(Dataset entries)
# # # # #
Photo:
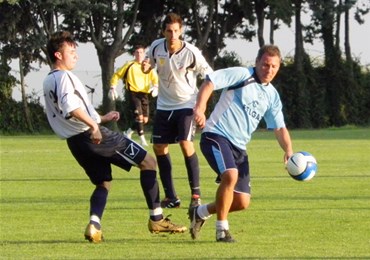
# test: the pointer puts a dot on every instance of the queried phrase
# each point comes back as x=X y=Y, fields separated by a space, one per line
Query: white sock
x=95 y=218
x=222 y=225
x=203 y=212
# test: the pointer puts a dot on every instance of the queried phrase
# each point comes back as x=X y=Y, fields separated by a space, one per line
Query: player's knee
x=244 y=204
x=106 y=184
x=149 y=163
x=241 y=201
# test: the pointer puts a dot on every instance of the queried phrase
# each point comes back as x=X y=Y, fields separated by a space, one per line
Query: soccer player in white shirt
x=178 y=64
x=247 y=97
x=95 y=148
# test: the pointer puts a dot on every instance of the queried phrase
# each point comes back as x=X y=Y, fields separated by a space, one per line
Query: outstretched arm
x=283 y=137
x=205 y=92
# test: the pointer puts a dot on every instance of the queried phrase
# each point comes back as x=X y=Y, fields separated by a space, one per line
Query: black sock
x=165 y=172
x=98 y=200
x=192 y=166
x=140 y=128
x=149 y=185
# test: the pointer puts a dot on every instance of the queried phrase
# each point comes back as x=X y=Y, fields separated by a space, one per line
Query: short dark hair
x=56 y=42
x=171 y=18
x=271 y=50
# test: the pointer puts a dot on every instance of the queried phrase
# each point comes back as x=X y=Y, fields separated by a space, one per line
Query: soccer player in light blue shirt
x=247 y=97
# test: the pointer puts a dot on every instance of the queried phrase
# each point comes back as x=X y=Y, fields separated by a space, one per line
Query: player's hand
x=145 y=66
x=111 y=116
x=155 y=91
x=199 y=118
x=95 y=135
x=112 y=94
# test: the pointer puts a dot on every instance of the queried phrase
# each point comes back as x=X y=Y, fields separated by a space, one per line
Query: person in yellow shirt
x=139 y=85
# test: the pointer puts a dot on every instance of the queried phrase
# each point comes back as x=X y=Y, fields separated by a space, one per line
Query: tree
x=109 y=26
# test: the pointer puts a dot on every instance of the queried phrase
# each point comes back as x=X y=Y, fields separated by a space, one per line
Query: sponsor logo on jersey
x=251 y=110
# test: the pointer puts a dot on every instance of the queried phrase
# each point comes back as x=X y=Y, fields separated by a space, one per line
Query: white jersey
x=242 y=105
x=63 y=93
x=177 y=74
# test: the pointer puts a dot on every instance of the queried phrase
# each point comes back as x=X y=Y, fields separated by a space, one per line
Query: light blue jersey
x=242 y=105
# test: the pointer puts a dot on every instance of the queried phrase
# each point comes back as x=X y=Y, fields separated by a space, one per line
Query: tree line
x=334 y=92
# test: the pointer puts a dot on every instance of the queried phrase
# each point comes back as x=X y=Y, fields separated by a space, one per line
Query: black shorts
x=139 y=103
x=223 y=155
x=173 y=126
x=96 y=159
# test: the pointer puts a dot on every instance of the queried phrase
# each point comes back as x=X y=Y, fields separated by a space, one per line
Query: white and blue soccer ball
x=302 y=166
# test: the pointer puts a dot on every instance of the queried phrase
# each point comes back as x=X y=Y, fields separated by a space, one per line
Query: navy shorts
x=173 y=126
x=96 y=159
x=139 y=103
x=223 y=155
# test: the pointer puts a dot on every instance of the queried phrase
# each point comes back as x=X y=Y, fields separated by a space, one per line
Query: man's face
x=267 y=68
x=139 y=54
x=172 y=32
x=67 y=56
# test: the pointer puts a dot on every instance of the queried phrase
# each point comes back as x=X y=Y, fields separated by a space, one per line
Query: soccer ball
x=302 y=166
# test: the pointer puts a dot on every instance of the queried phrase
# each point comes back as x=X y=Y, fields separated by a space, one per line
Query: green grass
x=45 y=203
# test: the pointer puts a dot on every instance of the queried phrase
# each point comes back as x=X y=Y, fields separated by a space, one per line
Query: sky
x=88 y=69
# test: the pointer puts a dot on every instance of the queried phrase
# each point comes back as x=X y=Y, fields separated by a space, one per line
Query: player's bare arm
x=94 y=127
x=111 y=116
x=200 y=107
x=145 y=66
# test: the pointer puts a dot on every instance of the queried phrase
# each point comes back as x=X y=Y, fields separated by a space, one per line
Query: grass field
x=45 y=204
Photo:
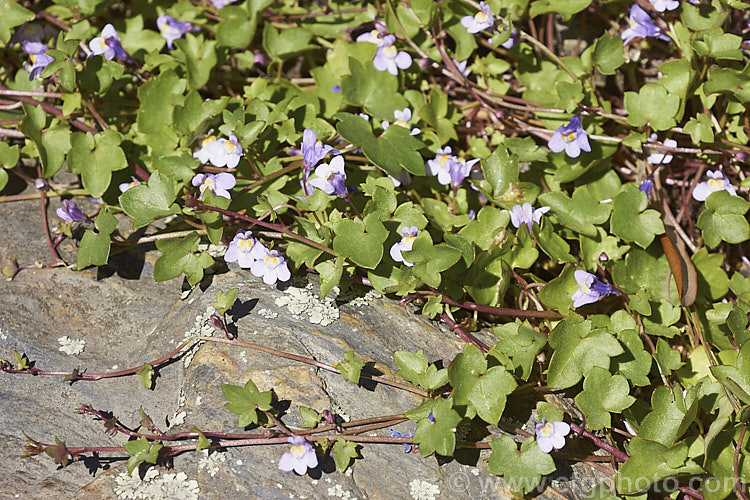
# # # # #
_Exercise goal_.
Transcribe the records above exactly, excluding every picture.

_Solution below_.
Photo:
# test: the pointer puts a dot on every instance of the queried phrase
# each point comes back as x=X y=Y, fields separated by a space, one per line
Query: white sock
x=95 y=218
x=222 y=225
x=203 y=212
# test: the pointer puts a dot on every instance of the queried phrase
# each point comes back as x=X y=Y, fields separated by a space, one per line
Query: player's knee
x=244 y=204
x=106 y=184
x=149 y=163
x=241 y=201
# test: the pointer puts a dot on every instance of the queried phrase
# each point comes back as x=X y=Y, fields separated by a space, one per line
Query: soccer player in white shirt
x=178 y=64
x=247 y=97
x=95 y=148
# test: the pointer puts a dot on every instance of the queried phrase
# each point comes back as x=X y=Y, fields separated by a space, one per line
Query: outstretched arm
x=283 y=137
x=205 y=92
# test: the pointer puts a dot on every instance of the queried phrase
# each point comes back as x=X y=Y, fields separated by a space, one per line
Query: black sock
x=165 y=172
x=98 y=200
x=192 y=166
x=140 y=128
x=149 y=185
# test: the pointer puts a dot on every instance of the queried phrase
# each point comes back as x=X y=Y, fields separated by a space, one per line
Query: short dark hair
x=56 y=42
x=171 y=18
x=271 y=50
# test: the pointer puts a dot on every instance of the queried phrase
# each point comes back as x=X y=Y, fields separated by a space, one per line
Query: soccer player in light blue shirt
x=247 y=97
# test: the pointer puts a dot on every instance of the queried phrase
# each point comes back as x=X y=Y, fields separated by a space, one per line
Query: player's hand
x=145 y=66
x=111 y=116
x=155 y=91
x=199 y=118
x=95 y=135
x=112 y=94
# test: the pointer puts a dot on every instance of the queried phrase
# each point comes back as x=X y=Y, fields separated by a space, one per line
Query: person in yellow shirt
x=139 y=85
# test: the pointer puts a dot on every instance of the queried phrase
# each point comes back as x=X y=Y, fields separated by a space, one per line
Query: tree
x=109 y=26
# test: the pointer puts a dot on every instance of the queried phrase
# each point comes back as x=X y=Y, fields separated by a space, one per line
Query: sponsor logo on jersey
x=251 y=110
# test: the pointer puts a dot on every instance of the queried phrase
# each point comes back as x=X y=Y, fields separated by a space, one per line
Query: white jersey
x=242 y=105
x=63 y=93
x=177 y=74
# test: the pointer puts a dot on every instance of the queried phrase
# each point comes back as x=X y=Y, fields separated by a space, one per line
Query: light blue jersey
x=242 y=105
# test: the pointer puts a dot on every instance of the queried phrase
# each point comes back as x=X y=Y, fields separated by a space, one per line
Query: tree line
x=334 y=92
# test: the pointer puts a dot on every instance of the queried phrase
# each point comes back as x=X y=Y, fields separated by a space, one per line
Query: black shorts
x=139 y=103
x=223 y=155
x=173 y=126
x=96 y=159
# test: the pointer puts a dot on every instance of the queried phrase
# each point comes back as x=X y=Y, fields separated by a space, one per line
Query: white and blue soccer ball
x=302 y=166
# test: the pointer puts a dot on every instance of the queried phrase
# each point comes back as x=X y=Y, fields separated by a space, one per line
Query: navy shorts
x=173 y=126
x=96 y=159
x=139 y=103
x=223 y=155
# test: the pointer puts a dot on every instance of the queried phrase
# each point comes back as x=X y=Y, fields separated by a space, one per line
Query: man's face
x=267 y=68
x=139 y=54
x=172 y=32
x=67 y=56
# test: the pointer puts a dot on every instance of the queried phrase
# each point comes back as x=X y=Y, fields separated by a space, one per line
Query: soccer ball
x=302 y=166
# test: the pointer puts a dot on every instance of the queried phrase
# each point comes back as x=X y=Y, fields separated by a space, one per line
Query: green grass
x=45 y=203
# test: the pointer puts a dot on every instance of the queried phrase
# each point comes back as x=X y=Y, fields separated by a space, one per line
Query: sky
x=88 y=69
# test: the pointer puts a dot on every instance of the queried phrase
# each point comes back as x=X y=Y, fields separated by a space, one per line
Query: player's bare arm
x=94 y=127
x=111 y=116
x=200 y=107
x=145 y=66
# test: the pointer puts a dot on every instance of the queried phrase
# each point comes back as x=X y=Y, fields separated by a space, one per line
Query: grass field
x=45 y=204
Photo:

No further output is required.